_Passage provided_:
Due midnight, Thursday Sep 10 Eastern time
Collaboration policy for COS 109:
Working together to really understand the material in problem sets and
labs is encouraged, but once you have things figured out, you must part
company and compose your written answers independently. That helps
you to be sure that you understand the material, and it obviates questions
of whether the collaboration was too close.
You must list any other class members with whom you collaborated.
Problem set answers need not be long, merely clear enough that we can understand what you have done, though for computational problems, show enough of your work that we can see where your answer came from. There is no need to repeat the question. Thanks.
Do not use Google or other search engines for these questions. Your task is to work from what you know and can reason about, not what you can look up.
Note the adverbs like approximately, roughly and about, which are meant to remind you that you are doing calculations on approximate values. You really should not have any computed value with more than two or maybe three digits of significance, since your computations are based on informed guesses, not precise measurements.

_Requirements_:
Answer these questions from the problem set instructions above.
1. When are the answers due?
2. Whom must a student list?
3. At most, how many digits of significance should a computed value have?

_Extracted entries_:
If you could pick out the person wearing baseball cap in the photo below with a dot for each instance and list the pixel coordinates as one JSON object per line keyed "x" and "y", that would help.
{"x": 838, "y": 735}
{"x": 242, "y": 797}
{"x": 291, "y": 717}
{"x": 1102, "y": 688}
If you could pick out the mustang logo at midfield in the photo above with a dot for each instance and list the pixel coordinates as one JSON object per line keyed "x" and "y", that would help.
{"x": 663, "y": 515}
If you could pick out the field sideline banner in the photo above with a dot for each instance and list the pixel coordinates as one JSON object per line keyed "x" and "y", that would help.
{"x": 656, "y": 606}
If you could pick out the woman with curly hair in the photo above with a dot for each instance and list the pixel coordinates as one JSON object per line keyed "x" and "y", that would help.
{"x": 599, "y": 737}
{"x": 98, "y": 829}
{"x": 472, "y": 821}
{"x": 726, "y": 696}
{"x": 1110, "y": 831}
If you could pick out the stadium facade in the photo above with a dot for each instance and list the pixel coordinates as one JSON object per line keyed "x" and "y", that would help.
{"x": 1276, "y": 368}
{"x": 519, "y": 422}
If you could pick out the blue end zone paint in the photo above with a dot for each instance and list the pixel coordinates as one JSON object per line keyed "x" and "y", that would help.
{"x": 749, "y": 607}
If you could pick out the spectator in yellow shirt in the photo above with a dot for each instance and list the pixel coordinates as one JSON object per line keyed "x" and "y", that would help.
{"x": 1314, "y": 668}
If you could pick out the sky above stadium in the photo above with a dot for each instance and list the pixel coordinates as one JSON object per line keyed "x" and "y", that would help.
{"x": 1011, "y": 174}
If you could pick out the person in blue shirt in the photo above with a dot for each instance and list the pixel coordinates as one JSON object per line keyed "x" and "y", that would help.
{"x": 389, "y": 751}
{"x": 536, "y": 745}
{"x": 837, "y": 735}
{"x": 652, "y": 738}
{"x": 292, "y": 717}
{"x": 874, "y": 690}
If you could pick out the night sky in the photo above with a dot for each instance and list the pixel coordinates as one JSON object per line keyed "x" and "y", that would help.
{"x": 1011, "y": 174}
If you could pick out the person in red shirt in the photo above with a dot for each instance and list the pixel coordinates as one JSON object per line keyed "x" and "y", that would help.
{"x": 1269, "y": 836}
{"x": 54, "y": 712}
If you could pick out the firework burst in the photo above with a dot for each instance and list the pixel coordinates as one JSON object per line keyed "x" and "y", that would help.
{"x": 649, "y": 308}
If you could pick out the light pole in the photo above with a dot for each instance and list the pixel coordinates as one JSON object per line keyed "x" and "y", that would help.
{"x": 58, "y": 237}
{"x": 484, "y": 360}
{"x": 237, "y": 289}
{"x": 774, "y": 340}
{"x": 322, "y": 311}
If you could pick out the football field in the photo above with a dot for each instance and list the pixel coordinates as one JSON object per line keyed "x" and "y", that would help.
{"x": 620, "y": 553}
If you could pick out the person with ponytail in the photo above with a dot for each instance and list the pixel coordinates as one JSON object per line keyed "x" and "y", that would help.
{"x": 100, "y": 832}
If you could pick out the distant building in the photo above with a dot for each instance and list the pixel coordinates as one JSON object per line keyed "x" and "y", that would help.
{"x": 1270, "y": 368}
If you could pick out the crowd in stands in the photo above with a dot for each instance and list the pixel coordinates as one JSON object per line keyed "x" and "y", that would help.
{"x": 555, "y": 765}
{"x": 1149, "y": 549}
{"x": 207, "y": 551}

_Written solution_:
1. Midnight, Thursday Sep 10, Eastern time.
2. Any other class members with whom the student collaborated.
3. Two or maybe three.